▸ **Tasks**
a - Decide whether each statement below agrees with the power generation text, answering yes or no and quoting the words of the text that settle it: (i) Nicaragua's production in the second quarter of 2024 exceeded its production in the same period of 2023; (ii) revenue for the three months ended 30th June 2024 was $18.7 million; (iii) the text attributes the higher output at Canoa One to newly installed panels.
b - Carry on the power generation text after its final sentence.

▸ **Text shown**
☆ ☆ ☆ ☆ ☆ ☆ ☆
Power generation. During the three months ended 30th June 2024, power production was 186,887 - 209,982 MWh in the three months ended 30th June , 2023. For Nicaragua, in the second quarter of 2024, production was 114,046 MWh, lower compared to the same period last year at 131,529 MWh. Consolidated production in Peru for the three months ended 30th June was also slightly lower at 42,374 MWh than the comparative period last year, which totaled 51,986 MWh.
At our Dominican Republic Canoa One solar facility, we produced 14,613 MWh in the three months ended June 2024. This is higher than the second quarter of 2023, reflecting enhanced productivity from the newly installed panels. For Ecuador, in the second quarter of 2024, average production of 11,253 MWh was in line with production in the comparative period last year. Finally, in Panama, Vista Hermosa Solar Park, production of 4,600 MWh was greater than our management expectations, with minimal comparative to 2023, given the facility went COD at the beginning of Q2 last year. Revenue was $18.7 million during the three months ended 30th June , 2024, compared to $20.8 million in the same period in 2023.
☆ ☆ ☆ ☆ ☆ ☆ ☆
▸ **Listing**
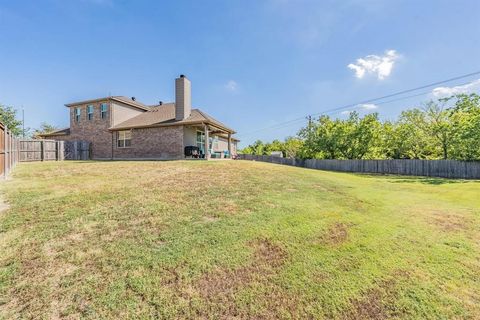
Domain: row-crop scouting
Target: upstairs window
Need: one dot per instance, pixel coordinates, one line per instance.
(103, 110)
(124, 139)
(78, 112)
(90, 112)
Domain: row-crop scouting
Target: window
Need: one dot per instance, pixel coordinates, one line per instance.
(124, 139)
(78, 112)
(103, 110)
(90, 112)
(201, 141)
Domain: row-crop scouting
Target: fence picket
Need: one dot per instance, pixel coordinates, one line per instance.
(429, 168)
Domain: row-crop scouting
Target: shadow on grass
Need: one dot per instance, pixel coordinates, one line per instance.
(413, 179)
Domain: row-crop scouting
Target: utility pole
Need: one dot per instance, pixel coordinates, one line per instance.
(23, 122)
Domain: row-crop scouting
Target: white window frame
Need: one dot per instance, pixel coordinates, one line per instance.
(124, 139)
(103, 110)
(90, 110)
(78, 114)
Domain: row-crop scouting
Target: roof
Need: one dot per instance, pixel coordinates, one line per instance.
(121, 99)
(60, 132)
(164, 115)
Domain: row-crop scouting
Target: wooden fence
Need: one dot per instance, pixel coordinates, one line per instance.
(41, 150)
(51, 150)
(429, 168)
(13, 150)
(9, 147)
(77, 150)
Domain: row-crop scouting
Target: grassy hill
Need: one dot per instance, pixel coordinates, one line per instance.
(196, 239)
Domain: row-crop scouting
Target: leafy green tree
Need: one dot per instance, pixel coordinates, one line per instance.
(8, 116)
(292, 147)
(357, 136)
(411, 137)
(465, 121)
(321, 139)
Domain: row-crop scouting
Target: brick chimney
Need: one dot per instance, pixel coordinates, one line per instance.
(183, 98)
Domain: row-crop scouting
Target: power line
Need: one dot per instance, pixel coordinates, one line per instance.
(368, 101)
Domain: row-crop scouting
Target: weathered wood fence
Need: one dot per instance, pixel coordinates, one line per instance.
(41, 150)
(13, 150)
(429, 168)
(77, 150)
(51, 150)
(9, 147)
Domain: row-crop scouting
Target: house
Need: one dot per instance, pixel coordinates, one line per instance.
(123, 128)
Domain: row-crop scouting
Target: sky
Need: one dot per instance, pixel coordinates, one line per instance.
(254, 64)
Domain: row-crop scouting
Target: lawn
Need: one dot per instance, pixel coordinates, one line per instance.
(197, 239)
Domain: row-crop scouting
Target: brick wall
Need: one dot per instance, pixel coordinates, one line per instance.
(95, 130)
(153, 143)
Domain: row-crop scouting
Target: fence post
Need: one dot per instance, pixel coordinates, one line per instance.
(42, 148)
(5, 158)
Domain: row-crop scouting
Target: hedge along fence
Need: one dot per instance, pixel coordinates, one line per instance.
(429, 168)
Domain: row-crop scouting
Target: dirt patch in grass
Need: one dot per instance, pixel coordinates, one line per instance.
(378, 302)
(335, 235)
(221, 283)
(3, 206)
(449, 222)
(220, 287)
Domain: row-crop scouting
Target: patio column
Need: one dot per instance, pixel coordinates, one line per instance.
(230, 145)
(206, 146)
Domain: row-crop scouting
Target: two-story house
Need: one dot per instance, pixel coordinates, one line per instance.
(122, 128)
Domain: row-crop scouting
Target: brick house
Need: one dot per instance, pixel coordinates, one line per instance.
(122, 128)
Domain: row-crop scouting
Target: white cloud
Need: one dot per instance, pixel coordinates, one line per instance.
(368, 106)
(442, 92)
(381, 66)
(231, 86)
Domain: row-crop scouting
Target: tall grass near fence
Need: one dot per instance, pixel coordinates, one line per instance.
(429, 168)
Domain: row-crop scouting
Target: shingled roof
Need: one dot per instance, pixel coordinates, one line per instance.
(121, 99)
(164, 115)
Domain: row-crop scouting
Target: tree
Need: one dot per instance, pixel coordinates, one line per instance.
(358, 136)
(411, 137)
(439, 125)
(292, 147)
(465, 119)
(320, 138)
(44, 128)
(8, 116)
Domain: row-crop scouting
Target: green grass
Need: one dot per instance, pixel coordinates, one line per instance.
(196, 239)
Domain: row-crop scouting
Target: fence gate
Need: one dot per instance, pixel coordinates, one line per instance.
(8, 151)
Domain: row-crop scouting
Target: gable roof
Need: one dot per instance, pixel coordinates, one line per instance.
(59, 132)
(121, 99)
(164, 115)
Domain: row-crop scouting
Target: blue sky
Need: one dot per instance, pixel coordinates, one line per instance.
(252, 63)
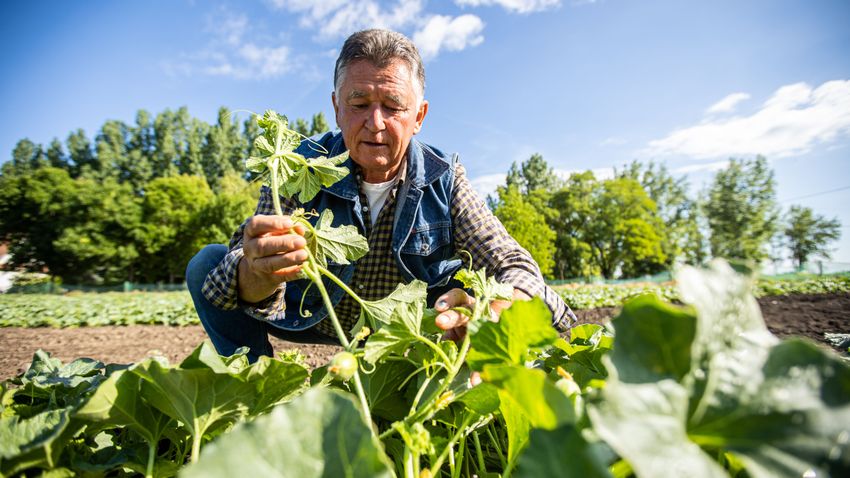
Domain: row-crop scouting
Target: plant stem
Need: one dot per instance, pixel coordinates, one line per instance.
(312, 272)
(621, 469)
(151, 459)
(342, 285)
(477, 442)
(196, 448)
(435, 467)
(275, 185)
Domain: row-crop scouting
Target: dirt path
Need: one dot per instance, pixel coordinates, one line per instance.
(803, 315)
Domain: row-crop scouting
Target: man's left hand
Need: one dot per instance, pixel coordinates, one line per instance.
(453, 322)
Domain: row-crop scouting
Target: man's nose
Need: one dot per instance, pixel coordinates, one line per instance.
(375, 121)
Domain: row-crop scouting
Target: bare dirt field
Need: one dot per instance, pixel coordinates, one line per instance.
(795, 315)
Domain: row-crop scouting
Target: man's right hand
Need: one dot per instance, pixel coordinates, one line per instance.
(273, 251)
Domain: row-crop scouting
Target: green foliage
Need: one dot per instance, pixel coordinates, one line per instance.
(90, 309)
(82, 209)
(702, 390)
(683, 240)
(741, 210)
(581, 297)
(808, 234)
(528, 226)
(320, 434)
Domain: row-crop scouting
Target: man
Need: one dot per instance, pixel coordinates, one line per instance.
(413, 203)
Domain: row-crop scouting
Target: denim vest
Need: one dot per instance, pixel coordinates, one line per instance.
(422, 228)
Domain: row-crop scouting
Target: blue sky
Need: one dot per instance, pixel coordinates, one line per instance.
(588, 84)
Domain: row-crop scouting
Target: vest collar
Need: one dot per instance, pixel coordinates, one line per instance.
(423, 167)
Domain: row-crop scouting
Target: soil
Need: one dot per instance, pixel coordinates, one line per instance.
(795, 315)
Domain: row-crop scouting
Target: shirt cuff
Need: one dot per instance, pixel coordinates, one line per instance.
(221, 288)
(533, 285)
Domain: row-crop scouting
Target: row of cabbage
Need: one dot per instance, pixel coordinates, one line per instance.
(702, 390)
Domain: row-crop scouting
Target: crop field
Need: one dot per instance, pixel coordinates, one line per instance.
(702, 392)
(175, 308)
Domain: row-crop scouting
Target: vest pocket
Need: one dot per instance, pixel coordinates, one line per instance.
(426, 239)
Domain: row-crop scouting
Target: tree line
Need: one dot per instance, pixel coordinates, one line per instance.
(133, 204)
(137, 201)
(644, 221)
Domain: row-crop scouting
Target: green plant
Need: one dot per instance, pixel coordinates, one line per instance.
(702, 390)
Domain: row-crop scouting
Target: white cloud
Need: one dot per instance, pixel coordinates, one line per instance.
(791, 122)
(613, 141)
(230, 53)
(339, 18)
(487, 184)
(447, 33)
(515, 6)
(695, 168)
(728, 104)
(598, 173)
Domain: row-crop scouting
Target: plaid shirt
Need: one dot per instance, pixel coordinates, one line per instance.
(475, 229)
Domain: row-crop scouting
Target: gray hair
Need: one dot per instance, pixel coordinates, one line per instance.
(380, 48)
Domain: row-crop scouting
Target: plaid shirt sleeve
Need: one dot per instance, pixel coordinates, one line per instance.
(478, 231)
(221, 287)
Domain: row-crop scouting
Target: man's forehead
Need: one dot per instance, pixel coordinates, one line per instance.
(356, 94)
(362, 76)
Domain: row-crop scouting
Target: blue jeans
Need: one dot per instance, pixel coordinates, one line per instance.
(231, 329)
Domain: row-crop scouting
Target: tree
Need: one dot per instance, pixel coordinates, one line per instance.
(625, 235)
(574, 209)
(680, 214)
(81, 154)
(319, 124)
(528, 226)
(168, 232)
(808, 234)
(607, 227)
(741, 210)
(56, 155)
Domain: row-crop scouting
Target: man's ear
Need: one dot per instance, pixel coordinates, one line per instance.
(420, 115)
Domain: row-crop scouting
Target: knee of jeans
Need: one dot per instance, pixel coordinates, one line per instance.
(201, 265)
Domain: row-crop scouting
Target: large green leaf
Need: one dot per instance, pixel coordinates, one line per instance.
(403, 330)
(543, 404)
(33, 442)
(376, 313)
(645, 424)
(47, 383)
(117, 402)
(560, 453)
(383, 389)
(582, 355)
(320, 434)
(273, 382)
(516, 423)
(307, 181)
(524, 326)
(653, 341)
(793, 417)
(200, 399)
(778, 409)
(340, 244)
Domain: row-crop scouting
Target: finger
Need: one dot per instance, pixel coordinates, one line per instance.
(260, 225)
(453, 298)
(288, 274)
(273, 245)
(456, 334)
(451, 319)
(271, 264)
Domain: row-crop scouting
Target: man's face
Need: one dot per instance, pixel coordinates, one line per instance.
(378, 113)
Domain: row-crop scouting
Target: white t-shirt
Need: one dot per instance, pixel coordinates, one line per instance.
☆ ☆ ☆ ☆ ☆ ☆ ☆
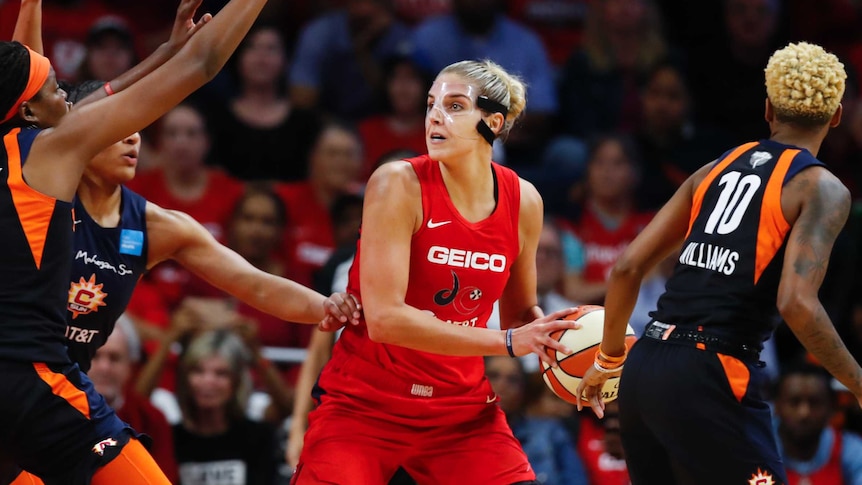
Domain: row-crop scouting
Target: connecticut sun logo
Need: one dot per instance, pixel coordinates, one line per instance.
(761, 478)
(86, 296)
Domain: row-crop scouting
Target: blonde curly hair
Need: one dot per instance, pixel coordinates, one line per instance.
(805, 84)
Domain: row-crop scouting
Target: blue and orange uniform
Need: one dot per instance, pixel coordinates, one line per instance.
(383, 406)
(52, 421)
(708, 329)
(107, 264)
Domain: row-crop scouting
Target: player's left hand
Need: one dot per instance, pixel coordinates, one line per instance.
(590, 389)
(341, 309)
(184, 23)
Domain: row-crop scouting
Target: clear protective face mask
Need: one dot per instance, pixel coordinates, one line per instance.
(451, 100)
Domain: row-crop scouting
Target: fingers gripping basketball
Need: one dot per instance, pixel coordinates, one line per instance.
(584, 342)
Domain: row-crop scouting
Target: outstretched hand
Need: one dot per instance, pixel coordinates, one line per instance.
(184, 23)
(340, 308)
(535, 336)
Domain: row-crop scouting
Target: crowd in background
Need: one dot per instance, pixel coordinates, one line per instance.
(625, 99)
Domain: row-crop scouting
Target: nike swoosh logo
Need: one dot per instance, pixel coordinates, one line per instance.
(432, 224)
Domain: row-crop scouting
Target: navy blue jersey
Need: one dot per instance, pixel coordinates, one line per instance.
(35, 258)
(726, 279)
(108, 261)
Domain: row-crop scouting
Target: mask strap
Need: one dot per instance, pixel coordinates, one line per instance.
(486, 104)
☆ ☆ ☆ ☆ ☆ ☆ ☆
▸ **Exercise responses**
a -
(i) No: "114,046 MWh, lower compared to the same period last year at 131,529 MWh"
(ii) Yes: "Revenue was $18.7 million during the three months ended 30th June , 2024"
(iii) Yes: "reflecting enhanced productivity from the newly installed panels"

b -
Net earnings. Net earnings attributable to owners was $985,000 for the quarter, compared to $4.6 million for the same period in the prior year. Adjusted EBITDA. Adjusted EBITDA increased to $13.3 million for the three months ended 30th June , compared to $15.7 million from the same period last year. Sorry, that was a decrease to $13.3 million. Cash generation. Net cash from operating activities for the three and six months ended 30th June was lower than the comparative period last year, mainly due to lower cash received from Nicaragua, as expected, due to scheduled downtime for major maintenance of the facility during Q2, as well as recognition of unearned revenue in Peru.
Net cash used in investing activities for the three and six months ended 30th June was considerably lower when compared to the same periods in 2023. While the cash usage in the current year relates to the Canoa One optimization project and the major maintenance of the geothermal facility in Nicaragua, cash usage in investing activities in the same period of 2023 related to disbursements linked to projects such as the construction of the binary unit in Nicaragua and the completion of the Vista Hermosa Solar Park in Panama. Net cash used in financing activities for the three and six months ended 30th June , 2024, and 2023 are comparable. And finally, dividend.
I'd like to highlight that we have also announced once again, we will be paying a quarterly dividend on 23rd August of $0.15 per share to shareholders of record on 12th August . With that, I'll turn the call over to Mark, who'll elaborate on our quarterly results as well as current business matters. Thanks.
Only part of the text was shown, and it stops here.